*Brief:* Reproduce only this part of the listing: the line with "purple sky in the photo above.", plus every line after it through the last.

*Provided records:*
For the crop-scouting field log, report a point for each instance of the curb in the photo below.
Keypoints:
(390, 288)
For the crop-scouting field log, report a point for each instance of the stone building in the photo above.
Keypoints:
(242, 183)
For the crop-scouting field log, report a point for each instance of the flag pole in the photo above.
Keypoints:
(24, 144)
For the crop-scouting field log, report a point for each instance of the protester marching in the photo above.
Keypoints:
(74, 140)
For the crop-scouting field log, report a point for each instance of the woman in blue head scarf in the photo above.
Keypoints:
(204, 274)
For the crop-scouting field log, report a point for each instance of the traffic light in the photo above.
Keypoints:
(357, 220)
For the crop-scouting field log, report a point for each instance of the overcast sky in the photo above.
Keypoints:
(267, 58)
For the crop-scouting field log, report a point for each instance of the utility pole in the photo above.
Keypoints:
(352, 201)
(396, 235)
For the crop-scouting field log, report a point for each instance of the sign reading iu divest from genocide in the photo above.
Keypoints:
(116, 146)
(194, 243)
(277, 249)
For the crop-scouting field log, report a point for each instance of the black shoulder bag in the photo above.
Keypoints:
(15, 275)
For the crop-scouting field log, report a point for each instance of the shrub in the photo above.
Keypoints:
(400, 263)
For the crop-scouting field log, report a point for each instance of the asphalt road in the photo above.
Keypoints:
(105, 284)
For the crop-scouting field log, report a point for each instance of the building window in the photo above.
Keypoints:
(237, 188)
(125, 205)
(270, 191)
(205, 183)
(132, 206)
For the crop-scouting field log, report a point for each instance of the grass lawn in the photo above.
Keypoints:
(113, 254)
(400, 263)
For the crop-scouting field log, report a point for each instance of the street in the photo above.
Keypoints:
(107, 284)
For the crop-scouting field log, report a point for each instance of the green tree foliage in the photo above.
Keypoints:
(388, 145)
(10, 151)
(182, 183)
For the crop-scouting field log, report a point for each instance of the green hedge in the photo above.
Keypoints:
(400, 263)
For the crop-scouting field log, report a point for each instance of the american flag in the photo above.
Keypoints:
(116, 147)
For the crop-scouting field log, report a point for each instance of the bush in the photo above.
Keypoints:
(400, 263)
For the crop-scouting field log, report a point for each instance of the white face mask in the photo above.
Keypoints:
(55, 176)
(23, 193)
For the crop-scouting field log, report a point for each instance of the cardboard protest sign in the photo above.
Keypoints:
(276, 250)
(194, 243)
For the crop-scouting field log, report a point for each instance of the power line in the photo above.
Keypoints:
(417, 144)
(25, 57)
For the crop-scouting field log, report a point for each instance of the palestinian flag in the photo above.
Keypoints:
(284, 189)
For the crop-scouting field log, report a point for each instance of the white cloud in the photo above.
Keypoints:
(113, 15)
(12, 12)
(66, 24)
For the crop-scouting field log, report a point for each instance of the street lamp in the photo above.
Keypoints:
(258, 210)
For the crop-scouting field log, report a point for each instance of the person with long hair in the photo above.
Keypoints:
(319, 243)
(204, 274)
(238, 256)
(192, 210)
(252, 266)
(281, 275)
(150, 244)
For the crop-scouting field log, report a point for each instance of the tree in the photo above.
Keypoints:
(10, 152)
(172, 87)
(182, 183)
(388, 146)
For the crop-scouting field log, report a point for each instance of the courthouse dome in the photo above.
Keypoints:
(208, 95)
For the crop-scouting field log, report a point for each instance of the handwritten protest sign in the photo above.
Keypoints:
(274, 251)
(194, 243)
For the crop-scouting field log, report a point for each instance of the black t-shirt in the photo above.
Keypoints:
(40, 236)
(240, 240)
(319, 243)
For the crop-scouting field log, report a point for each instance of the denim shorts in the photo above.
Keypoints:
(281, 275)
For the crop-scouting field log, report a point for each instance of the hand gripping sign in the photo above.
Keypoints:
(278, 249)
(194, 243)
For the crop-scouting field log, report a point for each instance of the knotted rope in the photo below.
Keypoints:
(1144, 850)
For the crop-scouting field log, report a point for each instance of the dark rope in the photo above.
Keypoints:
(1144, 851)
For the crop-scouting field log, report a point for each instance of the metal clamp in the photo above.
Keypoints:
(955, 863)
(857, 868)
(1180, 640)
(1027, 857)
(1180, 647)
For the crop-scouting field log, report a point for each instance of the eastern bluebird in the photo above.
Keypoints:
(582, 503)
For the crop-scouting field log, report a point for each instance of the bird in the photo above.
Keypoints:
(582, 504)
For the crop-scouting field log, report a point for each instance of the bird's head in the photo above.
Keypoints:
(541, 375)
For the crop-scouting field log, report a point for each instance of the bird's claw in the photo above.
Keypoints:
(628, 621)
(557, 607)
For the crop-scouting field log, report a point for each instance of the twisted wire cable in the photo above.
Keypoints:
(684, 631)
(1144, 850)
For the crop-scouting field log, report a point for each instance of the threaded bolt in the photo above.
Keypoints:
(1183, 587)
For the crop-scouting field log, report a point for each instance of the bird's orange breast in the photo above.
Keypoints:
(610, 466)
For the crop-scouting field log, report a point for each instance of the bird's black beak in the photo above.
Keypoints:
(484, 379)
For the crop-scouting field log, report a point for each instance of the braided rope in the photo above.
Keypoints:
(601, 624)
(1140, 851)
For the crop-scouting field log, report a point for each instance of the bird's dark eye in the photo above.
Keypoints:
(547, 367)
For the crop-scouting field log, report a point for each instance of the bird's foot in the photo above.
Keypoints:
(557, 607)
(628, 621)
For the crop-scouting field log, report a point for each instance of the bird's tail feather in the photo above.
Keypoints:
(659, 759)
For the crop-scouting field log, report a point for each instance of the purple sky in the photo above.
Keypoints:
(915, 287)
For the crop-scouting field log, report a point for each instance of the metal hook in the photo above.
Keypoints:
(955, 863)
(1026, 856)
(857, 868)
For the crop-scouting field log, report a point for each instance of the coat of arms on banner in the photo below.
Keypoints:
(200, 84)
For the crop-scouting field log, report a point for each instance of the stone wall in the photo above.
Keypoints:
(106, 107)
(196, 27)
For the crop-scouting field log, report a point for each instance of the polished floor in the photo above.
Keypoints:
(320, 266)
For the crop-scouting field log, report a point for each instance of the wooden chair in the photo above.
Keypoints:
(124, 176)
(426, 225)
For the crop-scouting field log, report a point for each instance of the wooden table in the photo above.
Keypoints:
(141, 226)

*Right answer:*
For the crop-scouting field log, report a point for each instance of the purple sky in the photo above.
Keypoints:
(915, 287)
For the crop-scouting field log, report a point for each instance of the metal hook in the photo above.
Keypoints:
(955, 863)
(1026, 856)
(857, 868)
For the crop-scouting field log, report a point for each instance of the coat of arms on banner in the photo below.
Keypoints:
(200, 84)
For the crop-scouting field log, report a point for each instance of the stone wall in the photo above.
Keypoints:
(106, 107)
(196, 27)
For the crop-scouting field log, report a point for each instance of the polished floor in the photo above.
Keypoints:
(320, 266)
For the crop-scouting field log, report a point for each instance of the wooden chair in the photo above.
Keypoints:
(124, 176)
(426, 225)
For the crop-scouting field log, report a point for each instance of the wooden table in the photo above.
Keypoints:
(141, 226)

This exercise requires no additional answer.